**Your objective:** In the records below, begin at the line that has "find the marina" and stop after the line that has "left=0, top=26, right=120, bottom=83". Reproduce those lines, request included, adding -8 to every bounding box coordinate in the answers.

Stored dataset items:
== == ==
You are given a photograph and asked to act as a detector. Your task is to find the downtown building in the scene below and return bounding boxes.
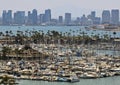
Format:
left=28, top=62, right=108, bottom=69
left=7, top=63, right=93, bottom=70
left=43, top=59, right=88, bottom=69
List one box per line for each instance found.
left=64, top=13, right=71, bottom=25
left=14, top=11, right=25, bottom=25
left=102, top=10, right=111, bottom=24
left=111, top=9, right=119, bottom=25
left=2, top=10, right=13, bottom=25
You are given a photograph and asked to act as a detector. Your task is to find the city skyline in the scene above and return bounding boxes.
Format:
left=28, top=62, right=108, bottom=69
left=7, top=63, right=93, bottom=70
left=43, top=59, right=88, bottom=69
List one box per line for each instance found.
left=0, top=0, right=120, bottom=18
left=1, top=9, right=120, bottom=26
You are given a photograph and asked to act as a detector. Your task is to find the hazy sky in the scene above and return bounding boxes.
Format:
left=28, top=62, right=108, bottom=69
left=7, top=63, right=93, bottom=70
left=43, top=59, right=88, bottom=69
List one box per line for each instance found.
left=0, top=0, right=120, bottom=17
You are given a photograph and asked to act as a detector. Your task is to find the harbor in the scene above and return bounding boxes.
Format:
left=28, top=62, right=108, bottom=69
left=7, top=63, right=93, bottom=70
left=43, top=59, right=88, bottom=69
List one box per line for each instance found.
left=0, top=28, right=120, bottom=83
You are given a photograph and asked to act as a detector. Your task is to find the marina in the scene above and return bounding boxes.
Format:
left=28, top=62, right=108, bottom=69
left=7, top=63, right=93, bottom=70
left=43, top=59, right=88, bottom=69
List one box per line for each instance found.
left=0, top=26, right=120, bottom=83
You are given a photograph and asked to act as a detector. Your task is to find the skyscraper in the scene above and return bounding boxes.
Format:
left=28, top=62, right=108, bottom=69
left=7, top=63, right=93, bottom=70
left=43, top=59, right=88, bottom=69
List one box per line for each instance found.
left=2, top=10, right=12, bottom=25
left=14, top=11, right=25, bottom=25
left=111, top=9, right=119, bottom=25
left=65, top=13, right=71, bottom=25
left=58, top=16, right=63, bottom=24
left=44, top=9, right=51, bottom=23
left=91, top=11, right=96, bottom=24
left=2, top=10, right=7, bottom=25
left=27, top=11, right=32, bottom=25
left=7, top=10, right=12, bottom=25
left=102, top=10, right=110, bottom=24
left=39, top=14, right=45, bottom=24
left=32, top=9, right=38, bottom=25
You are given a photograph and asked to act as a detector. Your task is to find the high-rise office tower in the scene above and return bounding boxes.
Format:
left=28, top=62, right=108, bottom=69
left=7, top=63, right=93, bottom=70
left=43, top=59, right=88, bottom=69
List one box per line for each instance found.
left=32, top=9, right=38, bottom=25
left=65, top=13, right=71, bottom=25
left=14, top=11, right=25, bottom=25
left=91, top=11, right=96, bottom=24
left=58, top=16, right=63, bottom=24
left=39, top=14, right=45, bottom=24
left=111, top=9, right=119, bottom=25
left=2, top=10, right=12, bottom=25
left=44, top=9, right=51, bottom=23
left=7, top=10, right=12, bottom=25
left=27, top=11, right=32, bottom=25
left=102, top=10, right=110, bottom=24
left=2, top=10, right=7, bottom=25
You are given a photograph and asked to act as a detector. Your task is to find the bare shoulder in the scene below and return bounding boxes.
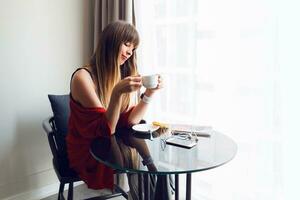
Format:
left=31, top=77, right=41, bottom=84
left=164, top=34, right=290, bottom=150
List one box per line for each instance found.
left=71, top=69, right=102, bottom=107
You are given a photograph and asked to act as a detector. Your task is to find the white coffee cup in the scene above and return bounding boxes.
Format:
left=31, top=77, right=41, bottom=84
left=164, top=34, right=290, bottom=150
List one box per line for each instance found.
left=142, top=74, right=158, bottom=89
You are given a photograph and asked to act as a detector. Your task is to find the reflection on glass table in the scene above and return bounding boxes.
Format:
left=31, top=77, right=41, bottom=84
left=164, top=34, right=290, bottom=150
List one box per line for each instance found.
left=90, top=126, right=237, bottom=200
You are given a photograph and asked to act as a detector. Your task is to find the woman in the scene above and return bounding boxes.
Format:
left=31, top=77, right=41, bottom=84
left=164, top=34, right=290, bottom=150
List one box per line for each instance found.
left=67, top=21, right=162, bottom=198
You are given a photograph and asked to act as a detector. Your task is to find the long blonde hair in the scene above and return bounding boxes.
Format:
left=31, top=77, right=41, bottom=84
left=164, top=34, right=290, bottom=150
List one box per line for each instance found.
left=90, top=21, right=139, bottom=111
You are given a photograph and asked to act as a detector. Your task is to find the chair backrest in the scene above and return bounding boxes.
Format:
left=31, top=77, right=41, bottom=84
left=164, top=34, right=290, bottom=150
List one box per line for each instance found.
left=43, top=95, right=70, bottom=171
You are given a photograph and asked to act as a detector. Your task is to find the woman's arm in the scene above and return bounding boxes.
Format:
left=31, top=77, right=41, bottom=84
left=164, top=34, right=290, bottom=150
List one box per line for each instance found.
left=71, top=70, right=141, bottom=134
left=128, top=75, right=163, bottom=124
left=128, top=91, right=153, bottom=124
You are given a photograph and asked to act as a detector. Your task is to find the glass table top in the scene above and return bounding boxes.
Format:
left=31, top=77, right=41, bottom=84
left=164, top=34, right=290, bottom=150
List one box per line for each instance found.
left=90, top=128, right=237, bottom=175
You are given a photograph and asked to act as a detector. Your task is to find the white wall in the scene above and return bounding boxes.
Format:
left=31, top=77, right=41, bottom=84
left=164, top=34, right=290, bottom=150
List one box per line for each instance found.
left=0, top=0, right=92, bottom=199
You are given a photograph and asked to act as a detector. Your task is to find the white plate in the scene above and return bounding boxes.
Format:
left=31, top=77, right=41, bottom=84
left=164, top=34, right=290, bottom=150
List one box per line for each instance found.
left=132, top=124, right=159, bottom=133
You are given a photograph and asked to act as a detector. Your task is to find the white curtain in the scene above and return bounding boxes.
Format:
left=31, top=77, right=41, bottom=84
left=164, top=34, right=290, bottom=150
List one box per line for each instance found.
left=136, top=0, right=300, bottom=200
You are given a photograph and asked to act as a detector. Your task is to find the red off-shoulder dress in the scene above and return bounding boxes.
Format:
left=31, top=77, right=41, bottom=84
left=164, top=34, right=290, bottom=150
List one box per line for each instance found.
left=66, top=95, right=132, bottom=189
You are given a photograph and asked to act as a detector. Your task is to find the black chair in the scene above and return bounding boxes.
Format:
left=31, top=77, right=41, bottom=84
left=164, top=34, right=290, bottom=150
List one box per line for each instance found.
left=43, top=95, right=128, bottom=200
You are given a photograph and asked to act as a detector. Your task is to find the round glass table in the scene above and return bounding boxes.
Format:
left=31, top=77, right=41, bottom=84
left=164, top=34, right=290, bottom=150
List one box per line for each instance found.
== == ==
**Correct response:**
You are given a photograph and asked to act as a detector. Your task is to find the marina in the scene above and return bounding boxes.
Format:
left=28, top=62, right=108, bottom=69
left=7, top=63, right=93, bottom=70
left=43, top=59, right=88, bottom=69
List one box per line for each instance found.
left=-8, top=18, right=112, bottom=75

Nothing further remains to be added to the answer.